**TASK DESCRIPTION**
Reproduce the records below in full and word for word, excluding pictures.

Segment Start: GIVEN DATA

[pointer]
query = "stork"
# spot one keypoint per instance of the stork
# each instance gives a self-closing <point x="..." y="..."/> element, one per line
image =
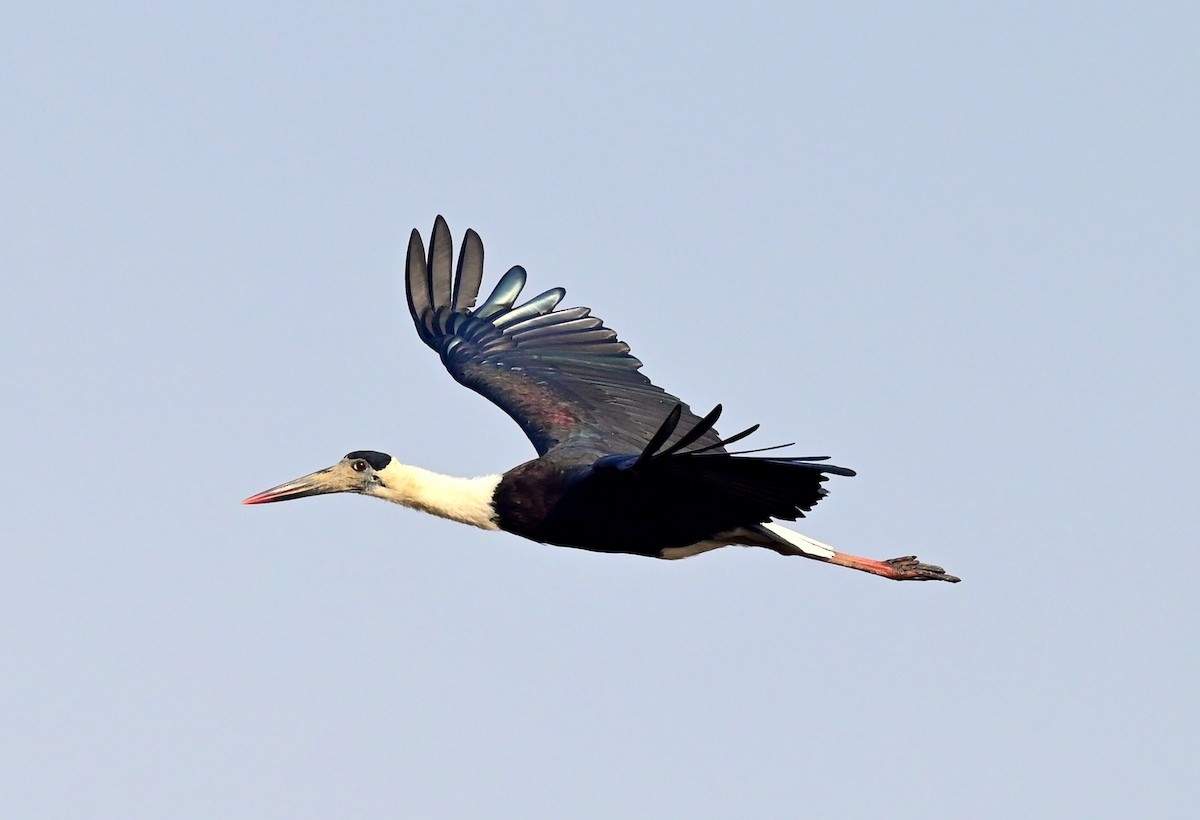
<point x="622" y="465"/>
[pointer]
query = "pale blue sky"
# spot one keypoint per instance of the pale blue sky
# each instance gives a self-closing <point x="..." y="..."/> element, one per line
<point x="955" y="249"/>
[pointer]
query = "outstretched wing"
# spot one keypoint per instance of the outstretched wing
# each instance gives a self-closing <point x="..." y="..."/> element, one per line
<point x="562" y="375"/>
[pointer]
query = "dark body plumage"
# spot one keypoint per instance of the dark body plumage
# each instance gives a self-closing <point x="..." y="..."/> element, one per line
<point x="624" y="466"/>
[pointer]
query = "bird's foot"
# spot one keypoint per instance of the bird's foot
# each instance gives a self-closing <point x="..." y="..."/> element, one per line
<point x="907" y="568"/>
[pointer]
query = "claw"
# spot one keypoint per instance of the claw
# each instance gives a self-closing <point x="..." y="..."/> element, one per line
<point x="907" y="568"/>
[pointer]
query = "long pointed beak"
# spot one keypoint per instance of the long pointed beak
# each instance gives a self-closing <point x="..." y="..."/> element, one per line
<point x="312" y="484"/>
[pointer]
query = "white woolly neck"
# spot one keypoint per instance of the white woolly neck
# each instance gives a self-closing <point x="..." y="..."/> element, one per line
<point x="465" y="500"/>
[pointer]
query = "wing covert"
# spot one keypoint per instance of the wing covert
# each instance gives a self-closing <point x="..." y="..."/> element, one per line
<point x="561" y="375"/>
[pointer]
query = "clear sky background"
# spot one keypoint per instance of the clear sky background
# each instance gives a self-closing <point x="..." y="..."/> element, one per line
<point x="955" y="249"/>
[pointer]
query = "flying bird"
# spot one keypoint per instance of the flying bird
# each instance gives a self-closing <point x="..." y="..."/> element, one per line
<point x="623" y="466"/>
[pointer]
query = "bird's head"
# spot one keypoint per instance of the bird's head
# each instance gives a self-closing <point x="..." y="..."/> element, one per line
<point x="358" y="472"/>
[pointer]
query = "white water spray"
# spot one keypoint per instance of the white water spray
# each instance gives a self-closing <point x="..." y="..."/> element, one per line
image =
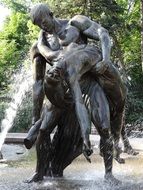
<point x="21" y="85"/>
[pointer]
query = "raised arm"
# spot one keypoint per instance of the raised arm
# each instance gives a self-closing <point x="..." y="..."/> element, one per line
<point x="94" y="31"/>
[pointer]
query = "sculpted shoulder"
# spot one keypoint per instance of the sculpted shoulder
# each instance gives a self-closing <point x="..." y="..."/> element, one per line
<point x="81" y="22"/>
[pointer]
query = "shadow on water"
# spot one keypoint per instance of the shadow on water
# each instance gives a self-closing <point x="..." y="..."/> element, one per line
<point x="80" y="175"/>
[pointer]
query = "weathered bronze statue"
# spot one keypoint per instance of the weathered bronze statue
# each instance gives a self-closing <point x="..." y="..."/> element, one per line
<point x="76" y="84"/>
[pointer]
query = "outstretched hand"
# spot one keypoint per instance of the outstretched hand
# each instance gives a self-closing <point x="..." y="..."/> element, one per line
<point x="87" y="151"/>
<point x="102" y="66"/>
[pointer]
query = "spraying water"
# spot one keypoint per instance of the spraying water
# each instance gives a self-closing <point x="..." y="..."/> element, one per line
<point x="21" y="84"/>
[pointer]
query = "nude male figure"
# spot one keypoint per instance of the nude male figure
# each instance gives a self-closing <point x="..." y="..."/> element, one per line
<point x="67" y="32"/>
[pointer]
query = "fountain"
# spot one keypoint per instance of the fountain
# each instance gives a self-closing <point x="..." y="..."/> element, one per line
<point x="21" y="82"/>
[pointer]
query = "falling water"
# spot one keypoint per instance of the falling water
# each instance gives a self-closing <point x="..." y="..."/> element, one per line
<point x="21" y="84"/>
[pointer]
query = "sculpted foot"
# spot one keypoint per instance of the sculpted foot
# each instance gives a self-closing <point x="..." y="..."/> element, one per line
<point x="35" y="178"/>
<point x="87" y="152"/>
<point x="120" y="160"/>
<point x="111" y="180"/>
<point x="129" y="150"/>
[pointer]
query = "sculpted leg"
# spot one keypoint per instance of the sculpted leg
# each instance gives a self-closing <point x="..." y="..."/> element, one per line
<point x="116" y="127"/>
<point x="127" y="146"/>
<point x="39" y="73"/>
<point x="43" y="143"/>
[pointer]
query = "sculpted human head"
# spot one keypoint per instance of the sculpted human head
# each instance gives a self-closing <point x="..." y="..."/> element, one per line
<point x="42" y="16"/>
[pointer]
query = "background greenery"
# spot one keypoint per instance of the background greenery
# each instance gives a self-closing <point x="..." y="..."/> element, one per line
<point x="121" y="17"/>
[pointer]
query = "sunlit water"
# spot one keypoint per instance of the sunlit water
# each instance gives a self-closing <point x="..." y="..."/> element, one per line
<point x="80" y="175"/>
<point x="21" y="84"/>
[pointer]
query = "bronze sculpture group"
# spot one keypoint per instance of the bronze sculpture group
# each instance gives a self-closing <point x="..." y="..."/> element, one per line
<point x="81" y="86"/>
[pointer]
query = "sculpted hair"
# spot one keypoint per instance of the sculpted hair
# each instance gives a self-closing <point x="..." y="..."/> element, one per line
<point x="39" y="11"/>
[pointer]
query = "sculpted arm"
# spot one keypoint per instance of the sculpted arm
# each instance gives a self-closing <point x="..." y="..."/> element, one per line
<point x="71" y="34"/>
<point x="94" y="31"/>
<point x="46" y="52"/>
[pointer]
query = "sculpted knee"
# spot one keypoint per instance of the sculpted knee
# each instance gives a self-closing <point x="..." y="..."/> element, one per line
<point x="34" y="52"/>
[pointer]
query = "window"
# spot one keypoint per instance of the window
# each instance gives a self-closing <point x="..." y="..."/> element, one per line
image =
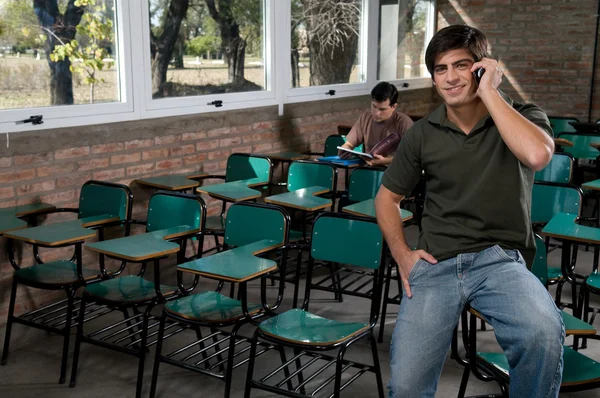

Segment End: GIVEN DATA

**EXERCISE ANSWER**
[pointer]
query = "stork"
# spot one keypoint per instance of the stork
# each instance gives a self-closing <point x="..." y="..."/> element, one per line
image =
<point x="622" y="465"/>
[pointer]
query = "pale blue sky"
# spot one keypoint per instance of the pale blue sky
# each instance gives a self-closing <point x="..." y="..."/> element, one per line
<point x="955" y="249"/>
[pointer]
query = "outstretched wing"
# spot one keypoint per instance of the outstretched wing
# each instance gives a self-closing <point x="..." y="..."/> element, one per line
<point x="562" y="375"/>
[pointer]
query = "dark body plumage"
# spot one keypoint per instance of the dark body plumage
# each instance gives a self-closing <point x="..." y="..."/> element, one per line
<point x="624" y="466"/>
[pointer]
query = "bird's foot"
# spot one keypoint per instance of the bird's foot
# each instance gives a self-closing <point x="..." y="..."/> element, one per line
<point x="907" y="568"/>
[pointer]
query = "claw"
# spot one keypoint per instance of the claw
# each instance gives a self-closing <point x="..." y="..."/> element, one per line
<point x="907" y="568"/>
[pointer]
query = "long pointed beak"
# spot one keypoint per instance of the long pointed beak
# each instance gives a self-closing <point x="..." y="..."/> element, one per line
<point x="312" y="484"/>
[pointer]
query = "white woolly neck"
# spot one keypoint per instance of the white woolly neck
# each instance gives a self-closing <point x="..." y="..."/> element, one per line
<point x="465" y="500"/>
[pointer]
query = "wing covert"
# spot one keypoint per instance of the wing covert
# each instance gives a self-closing <point x="..." y="..."/> element, one per line
<point x="561" y="375"/>
[pointer]
query = "clear sky background"
# spot one keypoint per instance of the clear sky background
# each instance gives a self-closing <point x="..." y="..."/> element, one per line
<point x="955" y="249"/>
[pointer]
query = "flying bird"
# spot one keypoint per instance of the flying bird
# each instance gives a self-closing <point x="..." y="..."/> element, one per line
<point x="623" y="466"/>
[pointer]
query = "bird's head"
# spot one keypoint per instance of the bird's head
# each instance gives a self-closing <point x="..." y="..."/> element, one per line
<point x="358" y="472"/>
[pointer]
query = "white water spray"
# spot one keypoint per instance of the white water spray
# each instance gives a self-closing <point x="..." y="..."/> element, one per line
image =
<point x="21" y="85"/>
[pointer]
query = "raised arm"
# spot one keypoint per instance of the raised arm
# each instance gives a self-closing <point x="..." y="..."/> element, one per line
<point x="94" y="31"/>
[pointer]
query = "sculpted shoulder"
# spot one keypoint per instance of the sculpted shoulder
# each instance gives a self-closing <point x="..." y="..."/> element, one per line
<point x="81" y="22"/>
[pointer]
query = "shadow on water"
# spot one keypoint per instance of the shadow on water
# each instance gives a self-closing <point x="..." y="..."/> element, one per line
<point x="80" y="175"/>
[pointer]
query = "weathered bronze statue"
# spot one keypoint per instance of the weathered bronze statue
# each instance gives a self-closing <point x="..." y="..."/> element, one per line
<point x="76" y="84"/>
[pointer]
query = "outstretched hand"
# spot one keypoint per instance of the outstretched hand
# each instance gives a self-closing <point x="..." y="..."/> element, one per line
<point x="87" y="151"/>
<point x="102" y="66"/>
[pointer]
query = "spraying water"
# spot one keypoint per instance of the spraying water
# each instance gives a self-closing <point x="..." y="..."/> element, one per line
<point x="21" y="84"/>
[pointer]
query = "nude male figure"
# spot one keypoint per instance of the nude male figure
# each instance gives a self-closing <point x="..." y="..."/> element, one per line
<point x="67" y="32"/>
[pointer]
query = "fountain"
# spot one keypoint per instance of the fountain
# each instance gives a self-closing <point x="..." y="..."/> element, one per line
<point x="21" y="82"/>
[pointer]
query = "falling water"
# spot one keypoint per instance of the falling water
# each instance gives a self-closing <point x="..." y="..."/> element, one per line
<point x="21" y="84"/>
[pointer]
query = "sculpted foot"
# spot one keypoint per instance of the sculpted foot
# each instance gives a self-closing <point x="..." y="..."/> element, one per line
<point x="35" y="178"/>
<point x="87" y="152"/>
<point x="120" y="160"/>
<point x="111" y="180"/>
<point x="129" y="150"/>
[pointer]
query = "sculpted leg"
# spot one keypoint per instance of the sculpted leg
# each instance gives a self-closing <point x="..." y="..."/> element, one per line
<point x="116" y="127"/>
<point x="127" y="146"/>
<point x="39" y="73"/>
<point x="43" y="143"/>
[pointer]
query = "sculpted human head"
# spot one keypoint per instance of the sculpted human head
# each instance gives a self-closing <point x="..." y="..."/> element, one per line
<point x="42" y="16"/>
[pointer]
query = "background greenery"
# spot one keypoint per instance of the background greenery
# each instance gives a self-closing <point x="..." y="..."/> element, one per line
<point x="121" y="17"/>
[pointer]
query = "sunlit water"
# spot one keypoint per instance of the sunlit water
# each instance gives a self-closing <point x="..." y="..."/> element, one per line
<point x="80" y="175"/>
<point x="21" y="84"/>
[pointer]
query = "bronze sculpture group"
# spot one keypoint per instance of the bronze sculpture group
# each instance gives a self-closing <point x="..." y="..."/> element, one per line
<point x="81" y="86"/>
[pointer]
query = "sculpted hair"
# spot one keypoint per instance of the sculpted hair
# each instance gives a self-closing <point x="..." y="..."/> element, one per line
<point x="39" y="11"/>
[pointer]
query = "sculpted arm"
# spot one keypoint per instance of the sculpted arm
# each instance gives a self-closing <point x="..." y="..."/> element, one per line
<point x="71" y="34"/>
<point x="94" y="31"/>
<point x="46" y="52"/>
[pointer]
query = "sculpted knee"
# spot one keypoint per instance of the sculpted knee
# each instance gives a self-closing <point x="..." y="..."/> element, one per line
<point x="34" y="52"/>
[pointer]
query = "window"
# spot one keypoint per instance of the window
# each instance gives a self-closing <point x="..." y="..."/> element, one per line
image =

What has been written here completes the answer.